■ Задания
• 1. Процитируйте фрагмент о театре от слов «Одним словом, театр» до слов «театром районного масштаба.» включительно.
• 2. Ответьте по фрагменту о театре на вопросы:
(a) С чьим приходом, по словам рассказчика, в театре все поменялось?
(b) Какие два спектакля возникли после этого?
(c) В какой город десять лет назад привезли «Чайку»?
• 3. Напишите продолжение фрагмента о театре «Ленком» после его последнего предложения.

■ Фрагмент текста
□ □ □

Одним словом, театр с приходом в него Эфроса поднялся. Но когда режиссера «съели» снаружи и, что греха таить, изнутри, «Ленком» снова начал валиться вниз, став, в конце концов, театром районного масштаба.
Слава богу, так случилось, что в нашем театре появился Марк Захаров, с приходом которого все поменялось. Возник «Автоград», а потом «Тиль». К нам опять повалил народ.
Вот сегодня у нас идет «Чайка». Вы на ней были? Я таких «Чаек» никогда не видел, хотя сам в этом спектакле играю много. Мы десять лет назад привезли этот спектакль в Питер. Зал ломился. И сейчас аншлаги. Говорят, что когда во МХАТе при Станиславском закрылся занавес, в зале возникла долгая пауза, а потом зал взорвался аплодисментами. Так вот у нас тоже повисает эта долгая пауза. Инна Чурикова заканчивает свой монолог и… наступает полная тишина. Мы стоим на сцене, стоим… И потом – взрыв аплодисментов!

□ □ □

■ Листинг данных
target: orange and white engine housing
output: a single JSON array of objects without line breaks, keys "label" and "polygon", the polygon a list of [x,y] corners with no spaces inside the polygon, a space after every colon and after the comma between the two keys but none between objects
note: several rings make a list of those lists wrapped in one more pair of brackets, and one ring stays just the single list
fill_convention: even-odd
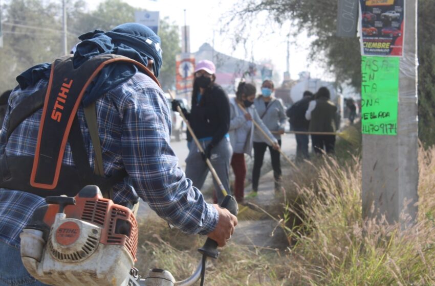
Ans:
[{"label": "orange and white engine housing", "polygon": [[46,206],[48,235],[34,223],[20,235],[21,256],[27,270],[50,285],[127,285],[136,261],[138,226],[132,210],[101,196],[96,186],[85,187],[76,204]]}]

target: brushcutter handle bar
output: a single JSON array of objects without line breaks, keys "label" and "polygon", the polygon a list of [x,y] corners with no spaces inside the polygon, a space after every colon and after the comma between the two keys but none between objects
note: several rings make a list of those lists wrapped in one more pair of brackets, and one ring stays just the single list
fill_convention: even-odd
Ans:
[{"label": "brushcutter handle bar", "polygon": [[[232,196],[227,195],[222,201],[221,206],[228,209],[231,214],[237,216],[238,212],[238,205],[235,199]],[[219,256],[217,251],[217,243],[208,237],[202,247],[198,249],[198,251],[203,255],[209,257],[217,258]]]}]

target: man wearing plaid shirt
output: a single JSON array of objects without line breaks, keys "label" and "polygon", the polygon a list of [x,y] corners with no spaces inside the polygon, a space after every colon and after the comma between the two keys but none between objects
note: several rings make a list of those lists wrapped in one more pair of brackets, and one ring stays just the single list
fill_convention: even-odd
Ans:
[{"label": "man wearing plaid shirt", "polygon": [[[127,51],[127,56],[141,62],[158,76],[161,51],[157,43],[160,44],[160,39],[145,26],[124,24],[108,32],[96,30],[79,38],[82,41],[74,54],[75,61],[84,62],[102,53],[126,55]],[[11,112],[48,84],[50,65],[35,67],[17,78],[19,85],[11,94],[0,132],[0,156],[34,156],[42,109],[18,125],[8,139],[7,133]],[[97,91],[91,89],[86,92],[88,100],[95,98],[105,176],[110,177],[123,168],[127,174],[114,186],[114,201],[128,205],[140,198],[172,225],[188,233],[207,235],[223,246],[233,233],[237,219],[227,210],[207,203],[178,166],[170,146],[170,110],[164,93],[149,77],[136,68],[131,72],[129,66],[129,74],[125,76],[128,73],[123,70],[124,78],[120,83],[117,81],[119,74],[114,76],[113,73],[117,68],[106,70],[104,80],[95,81],[98,88],[94,89]],[[82,106],[77,116],[93,168],[93,149]],[[69,144],[62,164],[74,165]],[[19,234],[34,210],[44,204],[43,198],[30,193],[0,188],[0,286],[44,285],[23,266]]]}]

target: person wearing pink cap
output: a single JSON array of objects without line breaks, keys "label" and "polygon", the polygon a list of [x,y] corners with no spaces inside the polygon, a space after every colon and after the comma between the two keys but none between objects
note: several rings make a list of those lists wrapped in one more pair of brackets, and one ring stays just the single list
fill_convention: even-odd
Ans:
[{"label": "person wearing pink cap", "polygon": [[[186,176],[198,188],[202,187],[208,168],[206,158],[211,162],[224,187],[231,194],[229,182],[230,162],[232,149],[230,143],[230,104],[228,96],[214,82],[216,67],[210,61],[204,60],[197,64],[192,92],[192,108],[190,113],[183,110],[193,132],[202,144],[204,153],[200,152],[195,144],[190,144],[186,159]],[[172,102],[177,110],[178,102]],[[220,188],[213,178],[215,190]],[[217,202],[224,199],[219,191],[215,194]]]}]

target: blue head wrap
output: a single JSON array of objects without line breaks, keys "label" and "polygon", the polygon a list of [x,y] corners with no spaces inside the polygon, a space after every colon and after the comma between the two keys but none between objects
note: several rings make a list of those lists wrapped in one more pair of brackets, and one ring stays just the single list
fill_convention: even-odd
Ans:
[{"label": "blue head wrap", "polygon": [[[80,35],[79,39],[82,41],[77,45],[74,53],[73,62],[75,68],[95,56],[114,54],[135,60],[145,66],[148,60],[151,59],[154,74],[159,76],[162,60],[160,38],[146,26],[127,23],[105,33],[96,30]],[[17,81],[21,89],[25,88],[41,79],[48,79],[51,69],[49,63],[36,65],[18,76]],[[135,66],[122,62],[104,67],[84,94],[83,105],[92,103],[101,94],[130,79],[136,72]]]}]

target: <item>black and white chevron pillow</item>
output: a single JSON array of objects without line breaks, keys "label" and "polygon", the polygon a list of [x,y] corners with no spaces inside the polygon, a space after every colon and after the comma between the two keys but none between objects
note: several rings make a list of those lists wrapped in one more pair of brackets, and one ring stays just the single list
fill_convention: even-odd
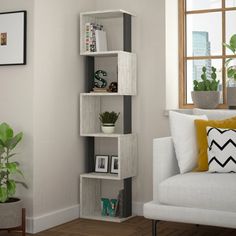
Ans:
[{"label": "black and white chevron pillow", "polygon": [[236,130],[207,127],[209,172],[236,172]]}]

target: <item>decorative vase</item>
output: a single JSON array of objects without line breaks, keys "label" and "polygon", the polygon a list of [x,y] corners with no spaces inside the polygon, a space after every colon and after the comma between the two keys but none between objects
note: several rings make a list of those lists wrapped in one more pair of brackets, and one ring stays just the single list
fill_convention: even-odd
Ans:
[{"label": "decorative vase", "polygon": [[23,202],[10,198],[9,202],[0,203],[0,229],[15,228],[22,224]]},{"label": "decorative vase", "polygon": [[192,91],[191,95],[197,108],[214,109],[220,103],[219,91]]},{"label": "decorative vase", "polygon": [[104,123],[102,124],[102,132],[105,134],[112,134],[115,132],[115,124]]}]

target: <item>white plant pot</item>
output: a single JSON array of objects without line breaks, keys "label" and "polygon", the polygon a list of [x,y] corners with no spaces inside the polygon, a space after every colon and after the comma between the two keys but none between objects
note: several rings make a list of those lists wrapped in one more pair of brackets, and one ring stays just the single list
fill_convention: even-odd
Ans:
[{"label": "white plant pot", "polygon": [[0,229],[15,228],[22,224],[22,206],[20,199],[0,203]]},{"label": "white plant pot", "polygon": [[114,124],[103,124],[101,128],[102,128],[102,132],[105,134],[113,134],[115,132]]},{"label": "white plant pot", "polygon": [[191,95],[197,108],[214,109],[220,103],[219,91],[192,91]]}]

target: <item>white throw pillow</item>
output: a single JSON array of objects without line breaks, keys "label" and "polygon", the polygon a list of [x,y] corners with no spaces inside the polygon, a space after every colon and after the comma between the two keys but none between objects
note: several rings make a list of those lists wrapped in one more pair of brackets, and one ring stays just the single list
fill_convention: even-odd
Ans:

□ □ □

■ Ответы по заданиям
• 1.
Одним словом, театр с приходом в него Эфроса поднялся. Но когда режиссера «съели» снаружи и, что греха таить, изнутри, «Ленком» снова начал валиться вниз, став, в конце концов, театром районного масштаба.

• 2.
(a) Марк Захаров.
(b) «Автоград», а потом «Тиль».
(c) В Питер.

• 3.
Вот бы мне такой дом

– Вы сценически обживали разные дома в спектаклях «Тиль», «Чайка», «Три девушки в голубом», «Мудрец», «Варвар и еретик»… Разные времена, разные страны. Что может определить лицо ДОМА?
– В «Мудреце» Островского я играл Мамаева, который любил ездить и смотреть разные квартиры. У него самого дом был богатый, что подчеркивалось большим количеством огромных хрустальных люстр и необычной шикарной мебелью. Этот дом – салон, и отношения в нем складывались «салонные», «кринолинные», фальшивые.
Дом Глумова был нищенский, и отношения в нем, по большому счету, оказались нищенскими – все орали друг на друга, выясняя, кому достанется тарелка супа.
В «Тиле», где я играл Клааса, пепел которого потом стучал в сердце Николая Петровича Карченцова-Тиля, несколькими штрихами был подчеркнут деревенский быт. Колесо от телеги, скамейка, горшки – и сразу ощущение сельского дома. Сейчас подобные горшки стоят в «Елках-палках».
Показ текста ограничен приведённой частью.